What you are asked to do — The line containing "reads [[275, 505]]." marks the end: write out exactly every line from the first line of the data below through that line, and only those.
[Opening Listed entries section]
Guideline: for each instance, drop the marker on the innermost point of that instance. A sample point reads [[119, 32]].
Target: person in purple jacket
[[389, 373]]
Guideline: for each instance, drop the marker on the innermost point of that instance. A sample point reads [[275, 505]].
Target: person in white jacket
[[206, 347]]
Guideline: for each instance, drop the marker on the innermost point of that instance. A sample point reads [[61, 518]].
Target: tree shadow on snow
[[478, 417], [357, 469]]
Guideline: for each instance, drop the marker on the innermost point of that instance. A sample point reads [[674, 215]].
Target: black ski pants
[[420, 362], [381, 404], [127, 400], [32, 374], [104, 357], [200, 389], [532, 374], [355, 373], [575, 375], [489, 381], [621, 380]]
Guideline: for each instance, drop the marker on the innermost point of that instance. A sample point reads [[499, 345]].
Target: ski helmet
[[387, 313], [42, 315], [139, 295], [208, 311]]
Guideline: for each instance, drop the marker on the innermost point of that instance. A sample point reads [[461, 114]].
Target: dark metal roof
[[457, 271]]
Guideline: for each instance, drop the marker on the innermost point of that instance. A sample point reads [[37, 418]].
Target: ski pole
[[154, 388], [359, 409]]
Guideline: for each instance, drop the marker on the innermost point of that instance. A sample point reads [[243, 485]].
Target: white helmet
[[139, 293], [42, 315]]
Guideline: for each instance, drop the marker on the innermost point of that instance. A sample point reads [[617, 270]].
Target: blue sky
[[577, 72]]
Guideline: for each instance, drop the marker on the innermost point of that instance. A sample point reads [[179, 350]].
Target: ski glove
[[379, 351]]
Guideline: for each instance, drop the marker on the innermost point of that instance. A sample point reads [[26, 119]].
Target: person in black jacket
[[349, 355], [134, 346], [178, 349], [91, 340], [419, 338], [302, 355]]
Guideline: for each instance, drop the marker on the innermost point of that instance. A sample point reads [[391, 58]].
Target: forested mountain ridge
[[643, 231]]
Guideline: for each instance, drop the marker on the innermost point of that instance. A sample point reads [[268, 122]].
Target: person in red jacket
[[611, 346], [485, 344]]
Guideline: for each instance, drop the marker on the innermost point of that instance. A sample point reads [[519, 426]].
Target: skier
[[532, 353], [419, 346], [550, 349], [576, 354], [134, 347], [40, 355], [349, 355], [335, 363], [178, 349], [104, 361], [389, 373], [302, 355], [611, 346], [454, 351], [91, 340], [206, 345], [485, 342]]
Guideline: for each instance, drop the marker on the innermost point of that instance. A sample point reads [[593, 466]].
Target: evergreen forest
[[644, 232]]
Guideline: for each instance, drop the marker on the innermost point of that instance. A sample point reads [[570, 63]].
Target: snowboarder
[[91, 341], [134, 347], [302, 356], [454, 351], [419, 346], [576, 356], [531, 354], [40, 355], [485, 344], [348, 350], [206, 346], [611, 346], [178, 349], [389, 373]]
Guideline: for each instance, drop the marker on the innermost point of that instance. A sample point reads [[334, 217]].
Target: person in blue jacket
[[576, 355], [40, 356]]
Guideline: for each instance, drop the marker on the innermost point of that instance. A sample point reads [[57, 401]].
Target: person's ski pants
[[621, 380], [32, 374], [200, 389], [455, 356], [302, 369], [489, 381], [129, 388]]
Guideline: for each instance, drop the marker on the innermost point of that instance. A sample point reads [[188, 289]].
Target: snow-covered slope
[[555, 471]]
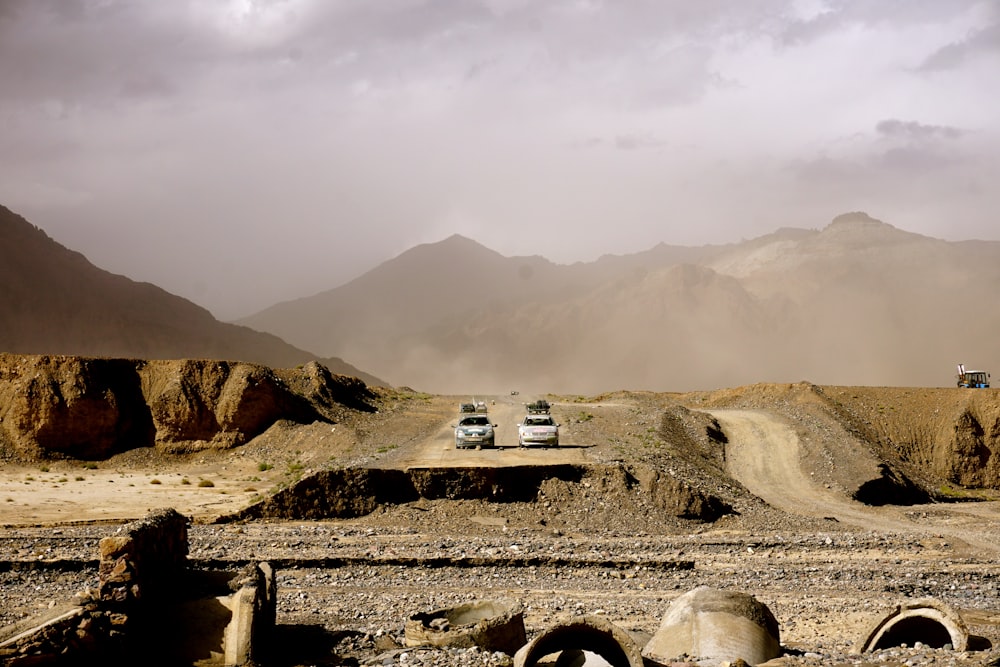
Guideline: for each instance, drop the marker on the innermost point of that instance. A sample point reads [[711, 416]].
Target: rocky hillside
[[89, 408], [856, 302], [54, 301], [946, 439]]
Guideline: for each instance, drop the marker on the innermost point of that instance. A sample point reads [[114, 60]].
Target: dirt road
[[763, 453]]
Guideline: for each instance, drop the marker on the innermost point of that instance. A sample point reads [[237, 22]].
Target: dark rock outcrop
[[90, 408]]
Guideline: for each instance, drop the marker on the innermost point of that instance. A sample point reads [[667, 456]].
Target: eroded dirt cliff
[[93, 408]]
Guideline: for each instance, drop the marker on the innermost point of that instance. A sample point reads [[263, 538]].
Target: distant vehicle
[[538, 429], [540, 407], [474, 430], [973, 379]]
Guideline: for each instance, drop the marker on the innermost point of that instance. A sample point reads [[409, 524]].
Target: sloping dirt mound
[[948, 435], [883, 445], [90, 408], [609, 490]]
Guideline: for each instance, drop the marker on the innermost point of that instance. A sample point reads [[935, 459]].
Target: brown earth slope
[[790, 462]]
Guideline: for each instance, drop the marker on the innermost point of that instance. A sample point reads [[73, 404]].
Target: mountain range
[[54, 301], [856, 302]]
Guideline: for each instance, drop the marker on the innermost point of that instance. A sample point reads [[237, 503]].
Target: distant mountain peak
[[855, 219]]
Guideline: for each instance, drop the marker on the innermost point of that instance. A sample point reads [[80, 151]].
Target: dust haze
[[245, 154]]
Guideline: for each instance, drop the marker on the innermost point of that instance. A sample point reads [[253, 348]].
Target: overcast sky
[[241, 153]]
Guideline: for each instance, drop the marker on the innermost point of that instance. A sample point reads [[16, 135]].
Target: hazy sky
[[241, 153]]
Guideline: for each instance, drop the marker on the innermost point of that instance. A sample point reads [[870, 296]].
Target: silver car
[[538, 429], [474, 430]]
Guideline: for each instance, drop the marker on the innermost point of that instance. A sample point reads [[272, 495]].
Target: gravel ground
[[345, 588], [827, 589]]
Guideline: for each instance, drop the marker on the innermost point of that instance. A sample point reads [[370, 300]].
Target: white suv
[[538, 429]]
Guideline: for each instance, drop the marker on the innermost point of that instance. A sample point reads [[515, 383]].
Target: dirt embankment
[[883, 444], [91, 409]]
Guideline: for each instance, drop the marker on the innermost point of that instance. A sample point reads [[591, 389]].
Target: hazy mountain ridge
[[54, 301], [856, 302]]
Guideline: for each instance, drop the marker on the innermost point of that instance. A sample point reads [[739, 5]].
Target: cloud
[[913, 131], [954, 54]]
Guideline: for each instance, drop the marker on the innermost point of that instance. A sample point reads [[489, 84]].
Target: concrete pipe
[[587, 634], [488, 624], [712, 626], [929, 621]]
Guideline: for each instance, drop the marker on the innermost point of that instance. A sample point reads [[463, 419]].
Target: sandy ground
[[58, 493]]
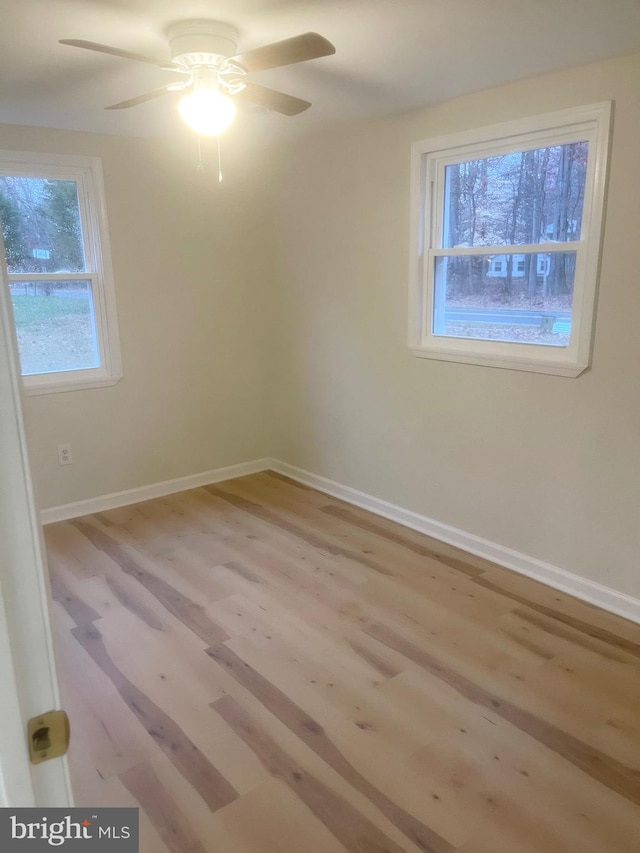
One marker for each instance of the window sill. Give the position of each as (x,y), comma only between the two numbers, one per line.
(34,386)
(531,365)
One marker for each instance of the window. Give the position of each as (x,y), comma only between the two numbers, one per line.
(59,271)
(506,228)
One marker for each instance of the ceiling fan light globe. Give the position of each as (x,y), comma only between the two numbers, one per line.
(207,111)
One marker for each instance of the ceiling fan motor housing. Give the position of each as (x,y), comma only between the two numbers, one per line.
(196,43)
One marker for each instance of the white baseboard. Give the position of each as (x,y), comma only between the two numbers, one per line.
(155,490)
(594,593)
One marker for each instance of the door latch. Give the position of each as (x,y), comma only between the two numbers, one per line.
(49,736)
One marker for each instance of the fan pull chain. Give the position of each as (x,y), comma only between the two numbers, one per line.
(200,166)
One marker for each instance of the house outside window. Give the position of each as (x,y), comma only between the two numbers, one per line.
(54,228)
(506,231)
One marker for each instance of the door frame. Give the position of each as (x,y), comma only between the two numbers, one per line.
(27,660)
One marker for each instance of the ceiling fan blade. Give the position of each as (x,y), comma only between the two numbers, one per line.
(286,52)
(272,100)
(148,96)
(124,54)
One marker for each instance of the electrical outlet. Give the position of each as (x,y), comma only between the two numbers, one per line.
(64,454)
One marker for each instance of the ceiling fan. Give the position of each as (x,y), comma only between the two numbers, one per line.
(215,76)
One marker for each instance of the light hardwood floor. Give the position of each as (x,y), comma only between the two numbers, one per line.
(264,669)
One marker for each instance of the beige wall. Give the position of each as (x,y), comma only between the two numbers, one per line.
(188,258)
(545,465)
(275,324)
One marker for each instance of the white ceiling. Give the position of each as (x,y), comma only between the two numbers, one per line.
(391,55)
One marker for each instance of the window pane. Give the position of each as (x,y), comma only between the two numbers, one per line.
(41,225)
(525,197)
(55,325)
(518,298)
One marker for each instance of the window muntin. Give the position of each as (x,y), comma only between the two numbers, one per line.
(537,186)
(56,246)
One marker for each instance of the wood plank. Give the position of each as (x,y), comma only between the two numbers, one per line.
(191,614)
(214,789)
(350,827)
(614,774)
(176,832)
(314,736)
(490,711)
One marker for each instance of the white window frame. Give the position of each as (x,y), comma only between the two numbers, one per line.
(429,159)
(86,172)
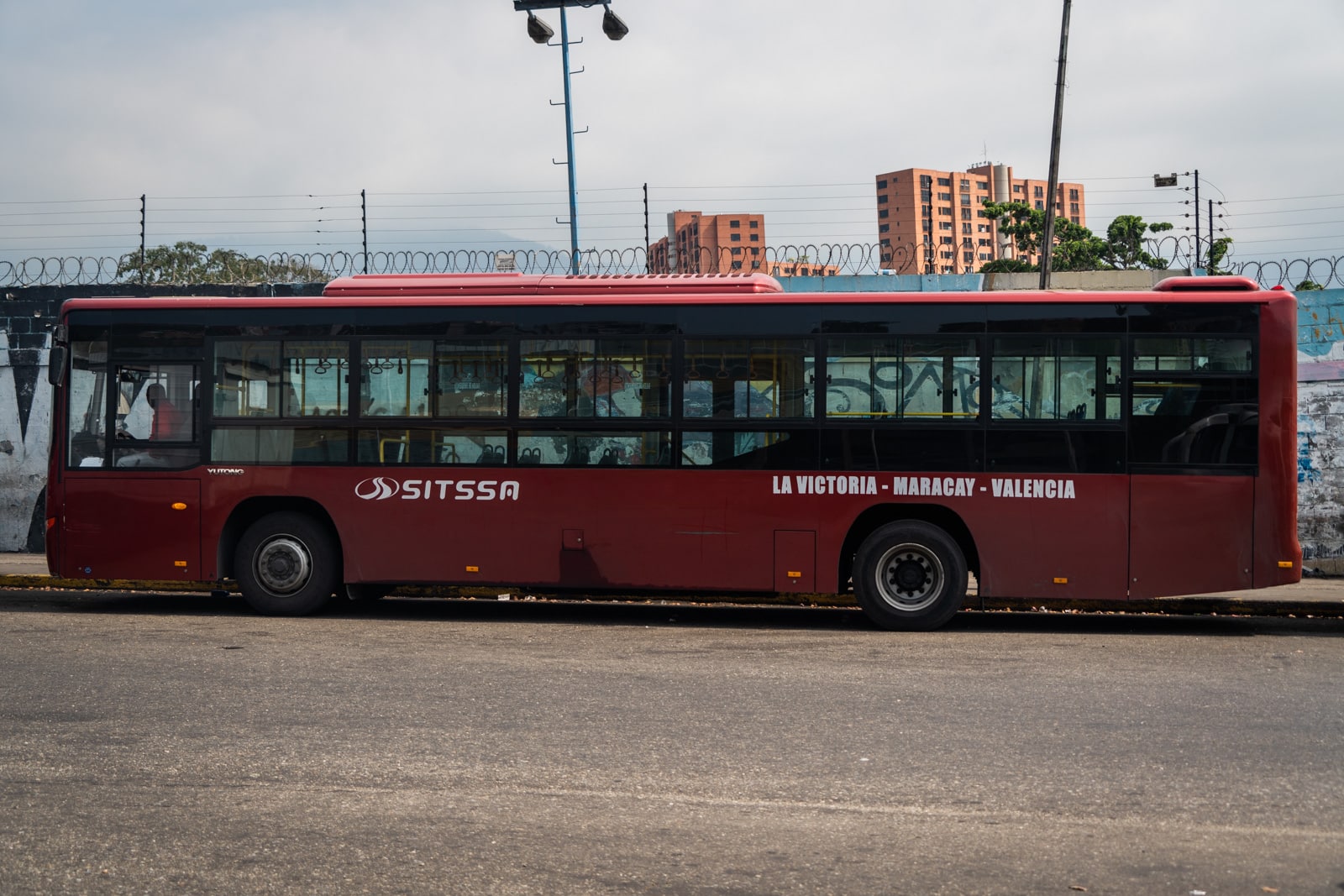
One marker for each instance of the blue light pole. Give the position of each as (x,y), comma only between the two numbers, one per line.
(542,33)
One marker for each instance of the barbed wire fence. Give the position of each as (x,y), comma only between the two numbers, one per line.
(779,261)
(339,228)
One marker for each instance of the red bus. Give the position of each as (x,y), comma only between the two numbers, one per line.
(680,434)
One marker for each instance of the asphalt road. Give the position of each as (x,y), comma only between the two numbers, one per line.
(170,745)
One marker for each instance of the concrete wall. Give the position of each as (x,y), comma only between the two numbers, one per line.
(24,418)
(27,317)
(1320,427)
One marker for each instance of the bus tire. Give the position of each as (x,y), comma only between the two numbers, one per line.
(286,564)
(911,577)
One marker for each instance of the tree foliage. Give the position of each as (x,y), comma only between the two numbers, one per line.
(1126,244)
(1008,266)
(1075,246)
(1216,253)
(187,262)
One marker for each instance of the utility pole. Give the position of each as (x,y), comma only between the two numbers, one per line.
(1048,239)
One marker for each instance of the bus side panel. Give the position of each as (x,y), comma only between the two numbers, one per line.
(1052,537)
(131,527)
(564,528)
(1276,486)
(1189,533)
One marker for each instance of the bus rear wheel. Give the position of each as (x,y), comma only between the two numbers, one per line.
(286,564)
(911,577)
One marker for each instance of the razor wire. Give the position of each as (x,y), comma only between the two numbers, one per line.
(806,259)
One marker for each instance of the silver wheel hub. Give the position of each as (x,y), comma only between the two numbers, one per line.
(911,578)
(284,564)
[Closing Listed entries section]
Reply to the exercise —
Guideline: for each instance, drop the marker on the innermost point of that instance. A sample point reads [[119, 32]].
Target: person in purple jacket
[[389, 373]]
Guideline: for each instance, drop the marker on the innermost point of that instance. A sample point reads [[275, 505]].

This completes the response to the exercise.